### WRITTEN INSTRUCTION
Repeat exactly the lines beginning at the one that contains "of the asphalt" and running to the end of the material. Omit the pictures.

--- start DATA ROWS ---

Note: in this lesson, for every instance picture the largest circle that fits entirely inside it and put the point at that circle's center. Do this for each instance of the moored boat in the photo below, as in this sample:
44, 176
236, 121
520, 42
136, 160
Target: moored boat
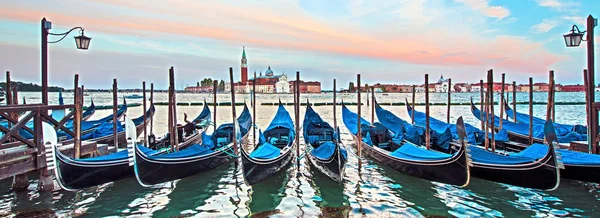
380, 144
273, 151
77, 173
528, 168
577, 165
324, 145
212, 151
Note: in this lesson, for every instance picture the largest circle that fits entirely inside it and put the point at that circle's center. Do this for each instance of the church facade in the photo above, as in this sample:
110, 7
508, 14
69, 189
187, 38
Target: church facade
269, 82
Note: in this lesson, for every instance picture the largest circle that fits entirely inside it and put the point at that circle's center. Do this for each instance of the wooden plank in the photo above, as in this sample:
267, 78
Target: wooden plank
60, 125
12, 120
7, 155
14, 131
87, 148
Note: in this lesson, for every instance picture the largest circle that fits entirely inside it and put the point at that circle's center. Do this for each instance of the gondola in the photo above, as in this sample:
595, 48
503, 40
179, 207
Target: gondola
102, 125
101, 131
562, 129
539, 170
519, 132
577, 165
324, 152
89, 112
86, 126
213, 151
405, 157
73, 174
273, 151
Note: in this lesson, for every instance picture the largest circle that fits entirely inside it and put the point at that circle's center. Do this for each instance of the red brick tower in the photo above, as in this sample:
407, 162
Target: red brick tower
244, 67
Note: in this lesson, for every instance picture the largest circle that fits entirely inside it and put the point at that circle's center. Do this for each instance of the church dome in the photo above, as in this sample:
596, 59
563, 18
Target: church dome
269, 72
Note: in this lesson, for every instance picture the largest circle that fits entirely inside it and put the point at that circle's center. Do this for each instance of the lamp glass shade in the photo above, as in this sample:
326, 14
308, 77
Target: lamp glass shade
573, 39
82, 42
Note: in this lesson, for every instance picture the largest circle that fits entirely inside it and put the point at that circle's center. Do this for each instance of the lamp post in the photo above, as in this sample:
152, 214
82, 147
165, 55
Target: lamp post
573, 39
82, 42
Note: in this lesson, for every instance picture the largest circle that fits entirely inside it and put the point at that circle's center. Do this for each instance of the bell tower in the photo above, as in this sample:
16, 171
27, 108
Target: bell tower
244, 66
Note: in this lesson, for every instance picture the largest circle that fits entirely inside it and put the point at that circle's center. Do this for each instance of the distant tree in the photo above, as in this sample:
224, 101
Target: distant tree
206, 82
29, 87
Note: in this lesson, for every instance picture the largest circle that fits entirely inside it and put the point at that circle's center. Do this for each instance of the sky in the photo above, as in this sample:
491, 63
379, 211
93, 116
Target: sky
386, 41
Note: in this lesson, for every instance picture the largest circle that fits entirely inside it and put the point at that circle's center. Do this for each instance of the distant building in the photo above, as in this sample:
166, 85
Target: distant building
306, 87
441, 85
462, 87
573, 88
198, 89
270, 82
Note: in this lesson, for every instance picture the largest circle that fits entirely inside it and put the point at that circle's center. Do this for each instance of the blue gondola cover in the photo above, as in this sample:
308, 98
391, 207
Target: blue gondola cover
265, 151
538, 129
412, 152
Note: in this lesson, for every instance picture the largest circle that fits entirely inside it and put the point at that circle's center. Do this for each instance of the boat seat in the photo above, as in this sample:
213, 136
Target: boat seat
384, 145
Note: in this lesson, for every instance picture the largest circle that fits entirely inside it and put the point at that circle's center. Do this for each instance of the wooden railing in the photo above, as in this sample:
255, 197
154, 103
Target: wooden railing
595, 136
35, 114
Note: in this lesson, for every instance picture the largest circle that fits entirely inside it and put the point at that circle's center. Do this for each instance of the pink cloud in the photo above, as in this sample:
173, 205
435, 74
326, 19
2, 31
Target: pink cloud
288, 27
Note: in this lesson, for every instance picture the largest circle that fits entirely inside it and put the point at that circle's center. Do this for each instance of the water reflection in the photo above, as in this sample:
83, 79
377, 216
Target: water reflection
266, 195
329, 194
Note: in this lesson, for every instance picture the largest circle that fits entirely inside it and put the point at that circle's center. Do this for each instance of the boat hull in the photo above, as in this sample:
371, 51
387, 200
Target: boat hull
541, 174
586, 173
332, 167
257, 170
454, 170
73, 174
150, 171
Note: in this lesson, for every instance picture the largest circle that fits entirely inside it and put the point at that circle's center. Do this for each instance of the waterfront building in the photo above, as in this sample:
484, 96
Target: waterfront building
270, 82
573, 88
441, 85
307, 87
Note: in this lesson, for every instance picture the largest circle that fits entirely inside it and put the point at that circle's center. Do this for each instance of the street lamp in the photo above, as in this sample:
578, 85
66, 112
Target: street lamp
82, 42
573, 39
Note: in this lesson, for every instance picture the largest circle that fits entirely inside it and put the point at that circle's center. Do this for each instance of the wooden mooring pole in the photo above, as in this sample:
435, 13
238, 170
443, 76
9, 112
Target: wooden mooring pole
115, 136
152, 105
372, 104
297, 138
550, 103
20, 181
515, 101
77, 119
502, 101
486, 115
254, 110
334, 108
449, 100
412, 114
145, 108
235, 146
481, 109
491, 113
174, 110
530, 110
427, 139
215, 84
359, 132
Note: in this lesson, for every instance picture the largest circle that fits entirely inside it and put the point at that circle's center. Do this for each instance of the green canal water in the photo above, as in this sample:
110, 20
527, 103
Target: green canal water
300, 191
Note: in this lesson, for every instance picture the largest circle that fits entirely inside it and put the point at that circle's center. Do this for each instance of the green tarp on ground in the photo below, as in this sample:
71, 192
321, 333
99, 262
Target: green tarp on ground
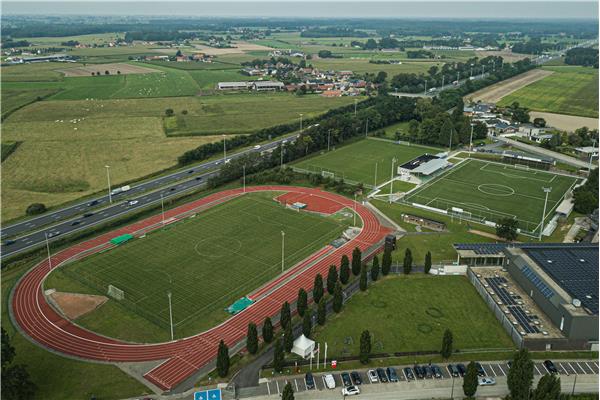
239, 305
121, 239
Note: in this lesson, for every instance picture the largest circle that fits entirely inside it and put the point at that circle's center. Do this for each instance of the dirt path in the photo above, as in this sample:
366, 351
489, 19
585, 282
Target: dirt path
495, 92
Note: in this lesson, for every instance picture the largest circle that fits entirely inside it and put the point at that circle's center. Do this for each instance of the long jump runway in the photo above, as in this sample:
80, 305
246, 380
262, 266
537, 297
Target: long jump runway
182, 358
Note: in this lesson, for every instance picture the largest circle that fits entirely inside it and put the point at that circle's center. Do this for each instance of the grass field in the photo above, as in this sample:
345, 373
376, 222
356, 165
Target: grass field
357, 161
411, 313
569, 90
207, 262
492, 191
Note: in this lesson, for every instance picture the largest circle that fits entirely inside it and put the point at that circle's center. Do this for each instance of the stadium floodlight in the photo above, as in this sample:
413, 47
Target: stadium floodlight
108, 178
546, 190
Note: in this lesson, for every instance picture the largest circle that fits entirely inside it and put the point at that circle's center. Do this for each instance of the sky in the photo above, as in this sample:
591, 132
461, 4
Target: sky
483, 9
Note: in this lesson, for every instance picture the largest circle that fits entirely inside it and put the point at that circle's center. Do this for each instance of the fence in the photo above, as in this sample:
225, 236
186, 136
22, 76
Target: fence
506, 324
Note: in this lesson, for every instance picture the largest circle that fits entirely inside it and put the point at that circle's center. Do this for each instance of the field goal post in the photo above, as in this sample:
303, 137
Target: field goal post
115, 292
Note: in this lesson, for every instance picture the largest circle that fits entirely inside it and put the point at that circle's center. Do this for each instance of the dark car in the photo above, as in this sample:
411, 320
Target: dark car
382, 376
480, 370
310, 381
356, 378
392, 374
453, 370
346, 379
550, 367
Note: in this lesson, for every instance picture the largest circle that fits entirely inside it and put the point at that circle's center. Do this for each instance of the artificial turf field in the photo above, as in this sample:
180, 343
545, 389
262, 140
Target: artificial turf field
207, 262
411, 313
356, 162
491, 191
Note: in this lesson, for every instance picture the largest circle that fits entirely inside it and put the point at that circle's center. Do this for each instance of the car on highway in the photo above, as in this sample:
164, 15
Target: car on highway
393, 375
346, 380
486, 381
329, 381
550, 367
382, 376
350, 391
372, 376
356, 378
309, 380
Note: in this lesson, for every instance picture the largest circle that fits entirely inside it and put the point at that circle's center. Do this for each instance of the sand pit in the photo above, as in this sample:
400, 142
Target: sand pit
495, 92
74, 305
113, 69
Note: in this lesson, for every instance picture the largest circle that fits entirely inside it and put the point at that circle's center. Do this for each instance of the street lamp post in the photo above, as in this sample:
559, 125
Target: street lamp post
546, 190
108, 179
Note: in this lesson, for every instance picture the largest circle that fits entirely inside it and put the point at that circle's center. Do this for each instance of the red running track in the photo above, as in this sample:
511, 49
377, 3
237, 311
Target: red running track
183, 357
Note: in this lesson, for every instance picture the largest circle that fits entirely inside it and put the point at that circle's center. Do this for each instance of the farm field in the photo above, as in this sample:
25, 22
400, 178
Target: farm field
207, 262
357, 161
490, 191
401, 314
569, 90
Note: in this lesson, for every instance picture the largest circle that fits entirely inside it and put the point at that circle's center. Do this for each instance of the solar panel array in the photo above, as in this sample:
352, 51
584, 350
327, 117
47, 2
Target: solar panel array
537, 282
524, 319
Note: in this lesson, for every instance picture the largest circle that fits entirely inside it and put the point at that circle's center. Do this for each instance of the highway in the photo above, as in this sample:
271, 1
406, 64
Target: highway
31, 233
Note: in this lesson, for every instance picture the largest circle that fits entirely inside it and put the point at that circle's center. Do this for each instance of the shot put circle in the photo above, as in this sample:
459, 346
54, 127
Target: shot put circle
496, 189
217, 247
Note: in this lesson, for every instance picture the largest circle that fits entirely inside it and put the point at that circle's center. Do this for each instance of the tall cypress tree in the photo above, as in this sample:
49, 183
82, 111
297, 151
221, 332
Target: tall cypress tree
318, 288
268, 330
331, 279
338, 299
322, 312
356, 261
222, 359
302, 303
285, 316
252, 338
375, 269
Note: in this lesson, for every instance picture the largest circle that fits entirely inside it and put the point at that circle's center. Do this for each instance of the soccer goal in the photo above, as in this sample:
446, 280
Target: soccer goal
115, 292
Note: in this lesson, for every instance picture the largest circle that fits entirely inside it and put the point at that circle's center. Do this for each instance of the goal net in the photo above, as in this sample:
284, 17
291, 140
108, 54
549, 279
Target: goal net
115, 292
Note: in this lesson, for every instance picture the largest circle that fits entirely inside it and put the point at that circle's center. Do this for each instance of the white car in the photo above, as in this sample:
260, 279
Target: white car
372, 374
350, 391
329, 381
486, 381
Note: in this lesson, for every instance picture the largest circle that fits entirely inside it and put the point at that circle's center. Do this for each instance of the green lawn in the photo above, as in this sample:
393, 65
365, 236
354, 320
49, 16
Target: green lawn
411, 313
492, 191
207, 262
569, 90
357, 161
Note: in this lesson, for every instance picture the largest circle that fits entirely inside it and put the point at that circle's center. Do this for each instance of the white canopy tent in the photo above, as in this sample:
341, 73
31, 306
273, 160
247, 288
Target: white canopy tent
303, 346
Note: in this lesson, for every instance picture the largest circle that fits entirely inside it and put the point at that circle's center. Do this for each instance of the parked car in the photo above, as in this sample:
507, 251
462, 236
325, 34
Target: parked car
329, 381
350, 391
373, 376
356, 378
346, 380
486, 381
550, 367
392, 374
309, 380
453, 370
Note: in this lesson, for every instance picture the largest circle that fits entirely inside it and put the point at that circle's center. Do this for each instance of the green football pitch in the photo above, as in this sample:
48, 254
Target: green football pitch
488, 192
208, 261
358, 161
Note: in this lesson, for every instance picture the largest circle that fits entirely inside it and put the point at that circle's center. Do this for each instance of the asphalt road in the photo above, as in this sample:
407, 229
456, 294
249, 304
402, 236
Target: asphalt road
83, 215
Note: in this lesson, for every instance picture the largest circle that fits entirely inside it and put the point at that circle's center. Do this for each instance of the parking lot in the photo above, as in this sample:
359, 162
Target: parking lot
492, 369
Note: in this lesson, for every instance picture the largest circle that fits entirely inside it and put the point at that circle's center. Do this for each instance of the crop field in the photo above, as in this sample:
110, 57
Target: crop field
357, 161
206, 262
489, 192
569, 90
411, 313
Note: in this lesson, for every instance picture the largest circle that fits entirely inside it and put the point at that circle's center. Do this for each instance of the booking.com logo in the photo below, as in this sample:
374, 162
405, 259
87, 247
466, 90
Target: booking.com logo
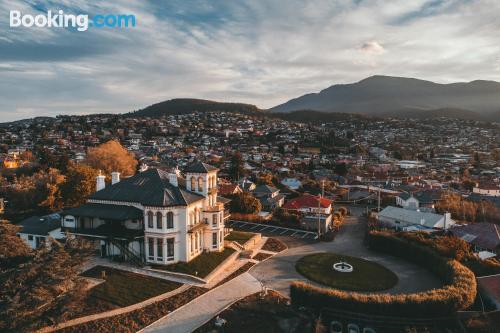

--- end DATA ROWS ---

### EXERCISE RESPONSE
Note: in this lesson, for every instance picture the largest circle that fits entirely inside it and put the point at that circle's center. Do this for each instance of the asphalt road in the photo above, as in this sample:
407, 229
456, 294
249, 304
402, 236
Target: asphalt road
83, 215
Note: in this lesson, for every instance picture the largest circle that fits entirely inside it and put the point at that circle's center. Do this for each instance of the parking lot in the photo above, as in this sample:
359, 162
Target: parking lot
492, 369
Note: in this lesson, for every instance picture the largest circle that fits entirely inside it and put the point at that circle's center. Do this for each instance of the crop field in the photo above, as in this sample:
110, 57
Target: crop field
357, 161
206, 262
489, 192
569, 90
411, 313
Note: in this lesson, for every instance picture the largest circle that fits entirely inside it and put the point at that circle's center. Do this for each instance of the booking.com logo in the photo below, as in this sample:
374, 162
405, 259
87, 247
466, 90
Target: booking.com logo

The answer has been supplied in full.